Stored data
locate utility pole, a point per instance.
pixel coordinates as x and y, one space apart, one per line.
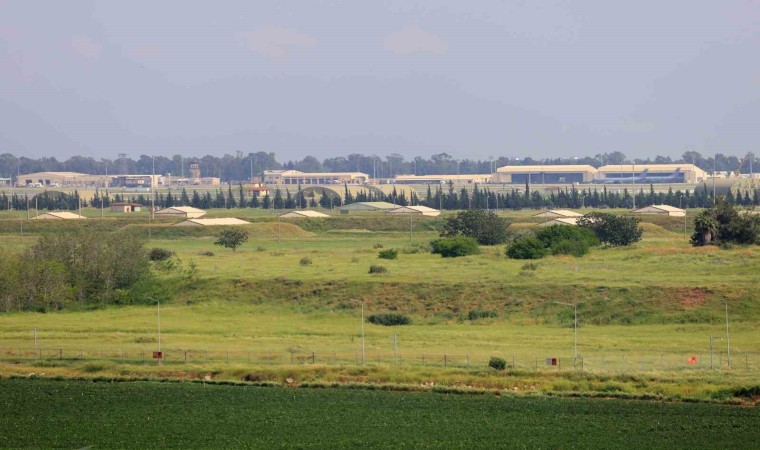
728 340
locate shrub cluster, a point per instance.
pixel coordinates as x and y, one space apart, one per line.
454 247
389 319
390 253
476 314
377 269
159 254
497 363
528 247
567 240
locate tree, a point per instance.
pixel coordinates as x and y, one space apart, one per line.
232 238
454 247
527 247
485 226
612 230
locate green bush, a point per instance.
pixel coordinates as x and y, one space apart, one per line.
567 240
526 248
454 247
159 254
377 269
497 363
391 253
476 314
388 319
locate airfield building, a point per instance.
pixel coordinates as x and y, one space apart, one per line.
298 177
688 173
661 210
544 174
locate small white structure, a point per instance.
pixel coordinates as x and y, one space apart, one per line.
661 210
187 212
415 210
59 215
211 222
555 213
561 221
303 213
367 206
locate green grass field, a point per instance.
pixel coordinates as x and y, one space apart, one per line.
260 313
70 414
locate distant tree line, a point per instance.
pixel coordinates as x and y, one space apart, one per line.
442 197
246 166
83 269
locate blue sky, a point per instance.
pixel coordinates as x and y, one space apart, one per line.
326 78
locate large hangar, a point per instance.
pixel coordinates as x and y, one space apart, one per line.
654 173
544 174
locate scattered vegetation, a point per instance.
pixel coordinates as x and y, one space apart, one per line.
375 269
390 253
454 247
388 319
485 226
497 363
528 247
232 238
612 230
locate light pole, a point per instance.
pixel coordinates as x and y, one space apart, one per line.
575 328
158 318
712 338
728 340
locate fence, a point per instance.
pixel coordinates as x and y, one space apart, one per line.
521 361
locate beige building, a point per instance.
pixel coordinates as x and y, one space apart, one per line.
187 212
367 207
229 221
561 221
125 207
415 210
303 213
661 210
58 215
557 213
688 173
544 174
442 179
298 177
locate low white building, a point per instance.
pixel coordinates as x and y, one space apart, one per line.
415 210
229 221
661 210
303 213
561 221
187 212
58 215
556 213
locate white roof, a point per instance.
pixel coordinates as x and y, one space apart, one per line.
61 215
422 209
184 209
667 208
558 213
562 221
304 213
219 221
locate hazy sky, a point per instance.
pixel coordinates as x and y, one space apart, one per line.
471 78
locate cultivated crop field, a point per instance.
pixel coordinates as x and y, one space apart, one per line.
72 414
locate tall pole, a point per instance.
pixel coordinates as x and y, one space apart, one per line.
362 332
728 341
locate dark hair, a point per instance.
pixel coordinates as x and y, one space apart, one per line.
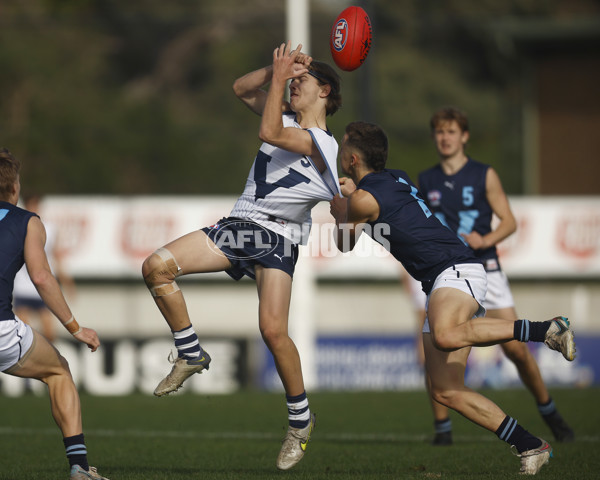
326 75
449 114
371 141
9 173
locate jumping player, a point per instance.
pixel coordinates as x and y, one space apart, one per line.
387 206
23 351
463 194
294 169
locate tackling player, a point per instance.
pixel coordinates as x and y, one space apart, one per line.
464 194
387 206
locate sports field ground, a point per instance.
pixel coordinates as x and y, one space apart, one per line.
358 436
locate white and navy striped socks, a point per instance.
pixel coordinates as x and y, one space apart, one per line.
298 411
76 451
187 343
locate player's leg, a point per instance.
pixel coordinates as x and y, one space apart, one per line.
530 374
24 313
43 362
192 253
446 371
274 293
441 419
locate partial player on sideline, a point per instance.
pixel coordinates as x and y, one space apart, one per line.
23 351
387 202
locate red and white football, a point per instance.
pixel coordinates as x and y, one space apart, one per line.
351 37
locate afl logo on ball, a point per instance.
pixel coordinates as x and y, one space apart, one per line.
340 35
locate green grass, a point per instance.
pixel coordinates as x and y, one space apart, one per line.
358 436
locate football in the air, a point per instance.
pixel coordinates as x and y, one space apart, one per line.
351 37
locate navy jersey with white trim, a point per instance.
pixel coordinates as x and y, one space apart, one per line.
415 237
460 201
13 229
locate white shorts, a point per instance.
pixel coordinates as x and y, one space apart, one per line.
466 277
417 295
498 295
16 338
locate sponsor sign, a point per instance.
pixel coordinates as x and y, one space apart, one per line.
109 237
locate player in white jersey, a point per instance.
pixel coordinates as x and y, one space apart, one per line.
294 169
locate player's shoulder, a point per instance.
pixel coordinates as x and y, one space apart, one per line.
428 172
477 165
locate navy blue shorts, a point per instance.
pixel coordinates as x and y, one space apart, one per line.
247 244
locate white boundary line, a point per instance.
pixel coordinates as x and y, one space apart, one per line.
189 434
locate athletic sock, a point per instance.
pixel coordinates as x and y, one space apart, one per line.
514 434
526 331
442 426
76 451
298 411
187 343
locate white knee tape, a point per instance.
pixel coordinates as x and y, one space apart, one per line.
169 265
164 289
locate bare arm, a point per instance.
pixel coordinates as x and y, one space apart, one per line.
249 89
47 285
351 214
499 202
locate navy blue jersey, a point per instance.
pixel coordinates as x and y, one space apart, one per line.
13 229
460 201
413 235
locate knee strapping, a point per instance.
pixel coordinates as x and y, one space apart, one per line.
167 266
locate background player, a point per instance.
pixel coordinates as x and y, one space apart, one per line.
26 300
23 351
464 194
294 169
387 206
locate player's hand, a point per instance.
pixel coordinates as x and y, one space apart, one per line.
338 207
474 240
285 64
89 337
347 186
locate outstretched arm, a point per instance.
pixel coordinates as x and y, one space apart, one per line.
250 88
287 64
351 214
47 285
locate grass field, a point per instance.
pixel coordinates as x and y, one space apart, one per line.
358 436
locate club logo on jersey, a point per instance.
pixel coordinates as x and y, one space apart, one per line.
434 198
340 35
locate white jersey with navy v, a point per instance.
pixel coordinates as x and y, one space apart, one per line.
414 235
284 186
13 229
460 201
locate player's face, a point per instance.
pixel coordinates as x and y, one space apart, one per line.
304 92
449 139
345 156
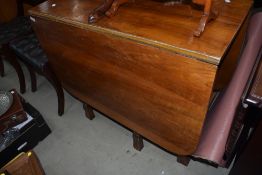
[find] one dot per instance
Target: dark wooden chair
(29, 51)
(16, 28)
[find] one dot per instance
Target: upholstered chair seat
(29, 51)
(17, 27)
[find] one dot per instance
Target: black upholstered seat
(30, 51)
(17, 27)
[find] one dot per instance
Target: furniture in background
(13, 25)
(249, 162)
(18, 27)
(23, 164)
(26, 47)
(23, 137)
(153, 77)
(29, 51)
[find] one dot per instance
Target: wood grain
(146, 20)
(147, 72)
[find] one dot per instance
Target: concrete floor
(98, 147)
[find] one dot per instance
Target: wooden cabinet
(143, 67)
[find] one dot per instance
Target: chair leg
(12, 59)
(138, 141)
(51, 77)
(183, 160)
(88, 111)
(2, 68)
(33, 78)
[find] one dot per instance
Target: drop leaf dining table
(144, 68)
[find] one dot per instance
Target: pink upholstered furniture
(213, 141)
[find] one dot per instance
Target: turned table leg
(137, 141)
(88, 111)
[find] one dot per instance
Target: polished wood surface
(211, 10)
(141, 22)
(255, 95)
(153, 77)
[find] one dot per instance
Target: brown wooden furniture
(211, 10)
(24, 163)
(249, 162)
(153, 77)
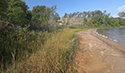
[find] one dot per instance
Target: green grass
(53, 55)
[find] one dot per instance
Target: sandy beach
(98, 54)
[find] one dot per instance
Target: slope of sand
(99, 55)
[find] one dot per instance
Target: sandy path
(99, 55)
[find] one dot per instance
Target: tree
(121, 14)
(65, 15)
(3, 8)
(18, 13)
(84, 21)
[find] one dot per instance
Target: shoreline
(114, 44)
(97, 54)
(104, 36)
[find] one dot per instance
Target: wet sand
(98, 54)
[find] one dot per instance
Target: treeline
(19, 29)
(98, 18)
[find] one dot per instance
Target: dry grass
(54, 56)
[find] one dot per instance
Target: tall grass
(54, 56)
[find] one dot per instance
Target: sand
(98, 55)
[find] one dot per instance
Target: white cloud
(121, 9)
(115, 16)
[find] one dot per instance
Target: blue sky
(70, 6)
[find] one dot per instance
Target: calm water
(115, 34)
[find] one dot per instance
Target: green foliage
(121, 14)
(43, 18)
(17, 13)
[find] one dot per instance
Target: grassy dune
(55, 55)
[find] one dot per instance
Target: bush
(15, 39)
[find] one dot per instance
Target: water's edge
(104, 36)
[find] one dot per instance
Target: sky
(70, 6)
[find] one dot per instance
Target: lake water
(117, 35)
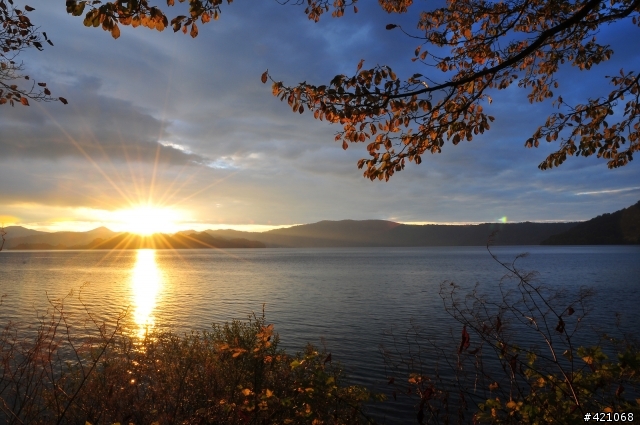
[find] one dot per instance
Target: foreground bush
(516, 360)
(233, 374)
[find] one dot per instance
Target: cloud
(188, 123)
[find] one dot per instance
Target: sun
(146, 220)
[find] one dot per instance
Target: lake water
(346, 297)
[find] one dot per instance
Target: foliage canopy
(470, 49)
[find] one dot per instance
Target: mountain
(380, 233)
(19, 231)
(162, 241)
(619, 228)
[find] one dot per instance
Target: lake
(344, 298)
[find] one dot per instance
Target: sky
(184, 128)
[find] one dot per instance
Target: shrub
(516, 360)
(232, 374)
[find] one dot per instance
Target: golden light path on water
(146, 283)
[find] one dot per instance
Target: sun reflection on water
(146, 281)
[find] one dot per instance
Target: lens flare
(146, 282)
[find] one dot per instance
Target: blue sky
(186, 124)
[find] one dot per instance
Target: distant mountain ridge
(381, 233)
(619, 228)
(194, 240)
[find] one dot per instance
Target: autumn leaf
(115, 31)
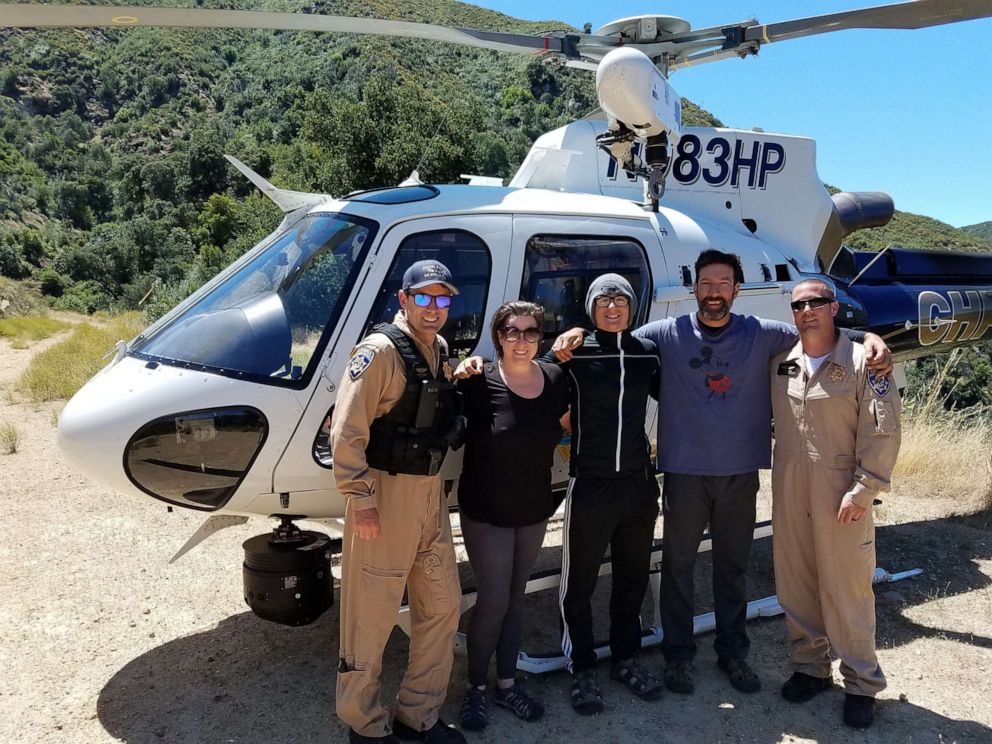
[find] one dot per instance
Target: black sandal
(586, 697)
(516, 699)
(638, 679)
(474, 715)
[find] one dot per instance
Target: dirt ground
(101, 639)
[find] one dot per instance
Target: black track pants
(620, 514)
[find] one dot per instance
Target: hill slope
(112, 177)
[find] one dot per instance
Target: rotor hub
(646, 28)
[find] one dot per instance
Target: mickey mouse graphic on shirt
(718, 383)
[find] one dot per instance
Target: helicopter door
(475, 249)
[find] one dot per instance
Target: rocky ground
(102, 640)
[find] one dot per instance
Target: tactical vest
(410, 438)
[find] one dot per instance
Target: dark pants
(690, 502)
(620, 514)
(502, 559)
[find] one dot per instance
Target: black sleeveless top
(509, 448)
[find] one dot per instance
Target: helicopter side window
(467, 256)
(558, 270)
(270, 320)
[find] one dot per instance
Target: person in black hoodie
(612, 497)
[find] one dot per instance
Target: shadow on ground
(250, 681)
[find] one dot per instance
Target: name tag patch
(879, 384)
(788, 369)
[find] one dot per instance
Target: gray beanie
(609, 284)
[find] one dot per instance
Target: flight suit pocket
(430, 593)
(845, 462)
(378, 604)
(885, 417)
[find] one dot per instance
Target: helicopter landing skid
(539, 581)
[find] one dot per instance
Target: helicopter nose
(92, 429)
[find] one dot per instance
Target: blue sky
(906, 112)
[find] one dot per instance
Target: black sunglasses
(530, 335)
(815, 302)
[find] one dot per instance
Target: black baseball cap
(424, 273)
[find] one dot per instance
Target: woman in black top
(514, 409)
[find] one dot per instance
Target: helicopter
(223, 405)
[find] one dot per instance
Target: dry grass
(58, 372)
(9, 438)
(23, 329)
(950, 451)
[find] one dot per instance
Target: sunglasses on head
(511, 334)
(815, 302)
(617, 300)
(422, 299)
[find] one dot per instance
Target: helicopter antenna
(427, 150)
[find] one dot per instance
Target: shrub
(9, 438)
(58, 372)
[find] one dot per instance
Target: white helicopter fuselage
(207, 430)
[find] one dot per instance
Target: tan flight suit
(414, 550)
(836, 433)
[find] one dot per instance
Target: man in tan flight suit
(836, 441)
(397, 532)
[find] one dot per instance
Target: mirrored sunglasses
(422, 299)
(814, 303)
(617, 300)
(511, 334)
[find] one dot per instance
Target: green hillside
(111, 171)
(908, 230)
(112, 179)
(982, 230)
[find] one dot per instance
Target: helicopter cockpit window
(468, 259)
(559, 268)
(196, 459)
(270, 319)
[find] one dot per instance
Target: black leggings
(502, 559)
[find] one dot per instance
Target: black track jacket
(610, 377)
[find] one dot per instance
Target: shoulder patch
(879, 384)
(360, 361)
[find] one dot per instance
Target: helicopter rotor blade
(907, 15)
(36, 15)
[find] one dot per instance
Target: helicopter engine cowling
(633, 92)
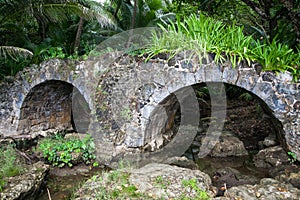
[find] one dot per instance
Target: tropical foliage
(265, 31)
(205, 35)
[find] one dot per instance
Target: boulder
(270, 157)
(268, 189)
(270, 141)
(26, 186)
(153, 181)
(150, 179)
(228, 145)
(182, 162)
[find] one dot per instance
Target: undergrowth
(10, 165)
(60, 151)
(205, 35)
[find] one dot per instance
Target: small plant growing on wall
(60, 151)
(292, 157)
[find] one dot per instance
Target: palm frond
(14, 52)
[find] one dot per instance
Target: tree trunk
(134, 14)
(78, 35)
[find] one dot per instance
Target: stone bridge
(128, 103)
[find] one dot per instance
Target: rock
(230, 177)
(267, 189)
(271, 157)
(26, 186)
(228, 145)
(182, 162)
(270, 141)
(145, 179)
(289, 173)
(155, 181)
(294, 179)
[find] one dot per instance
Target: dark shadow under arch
(52, 105)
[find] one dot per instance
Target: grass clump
(10, 165)
(60, 151)
(204, 35)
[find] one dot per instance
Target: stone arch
(160, 77)
(53, 105)
(65, 71)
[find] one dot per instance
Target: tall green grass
(205, 35)
(9, 164)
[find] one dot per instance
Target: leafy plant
(9, 164)
(205, 35)
(192, 184)
(292, 157)
(60, 151)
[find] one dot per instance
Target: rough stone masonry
(126, 102)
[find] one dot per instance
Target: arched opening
(249, 127)
(54, 106)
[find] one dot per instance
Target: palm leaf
(14, 52)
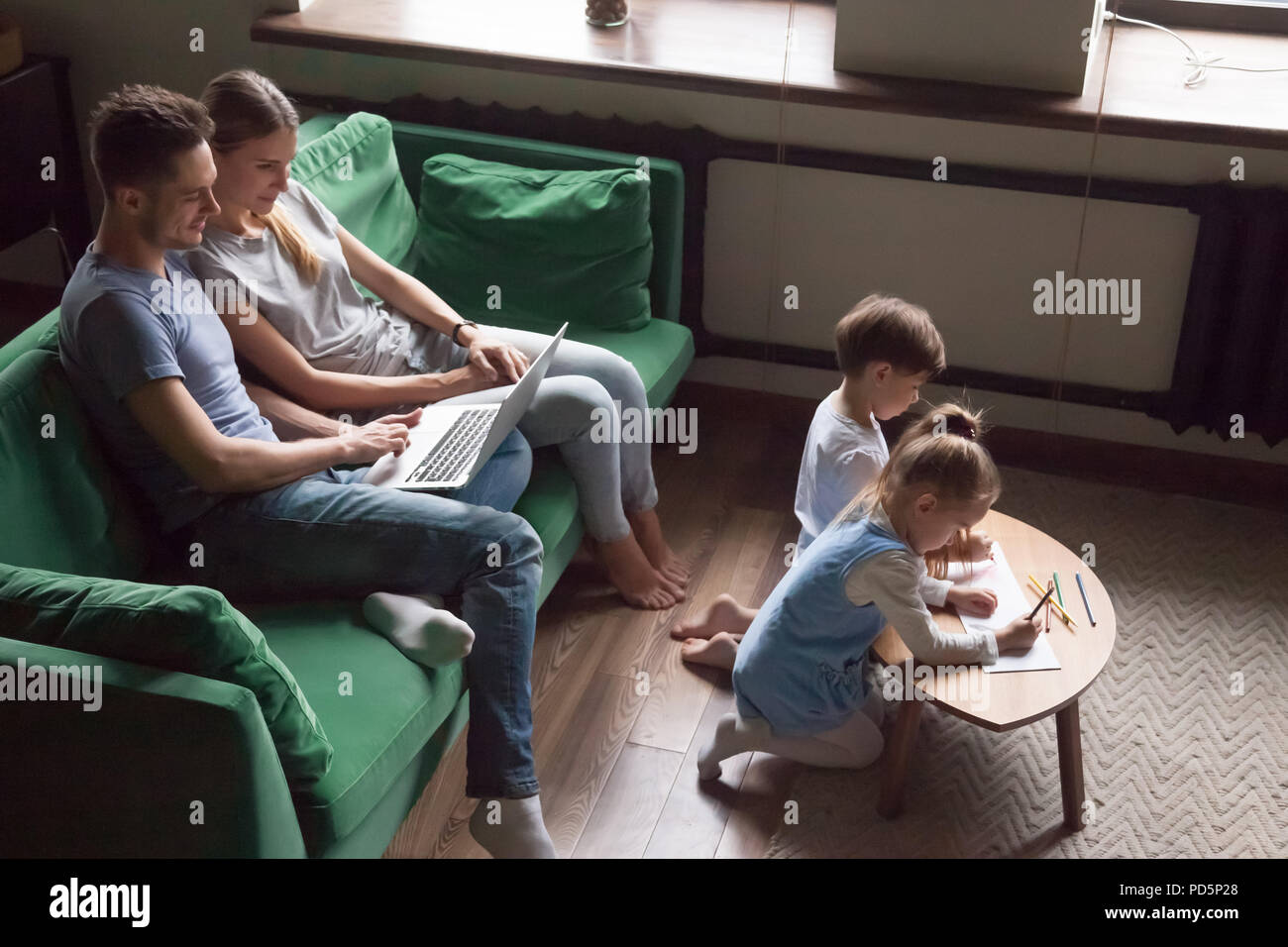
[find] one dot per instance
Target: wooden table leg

• **Task statement**:
Using the data above, reproduce exactly the lines between those holding "locate large hangar, a point per instance." and "locate beige building, a point per instance.", inclusive, and no others.

• **Response to the task**:
locate large hangar, a point per instance.
pixel coordinates as x and y, one space apart, one per line.
654 173
544 174
locate scattered vegetation, a point per instance.
pixel coordinates as x and y, one space apart, one per line.
375 269
390 253
454 247
388 319
485 226
497 363
528 247
232 238
612 230
locate light pole, a point per instance.
pixel coordinates as x and y, one space apart, one per line.
575 328
158 318
712 338
728 340
locate fence, a point per instance.
pixel coordinates as x and y, one space apart, one per line.
521 361
locate beige building, a point per instance.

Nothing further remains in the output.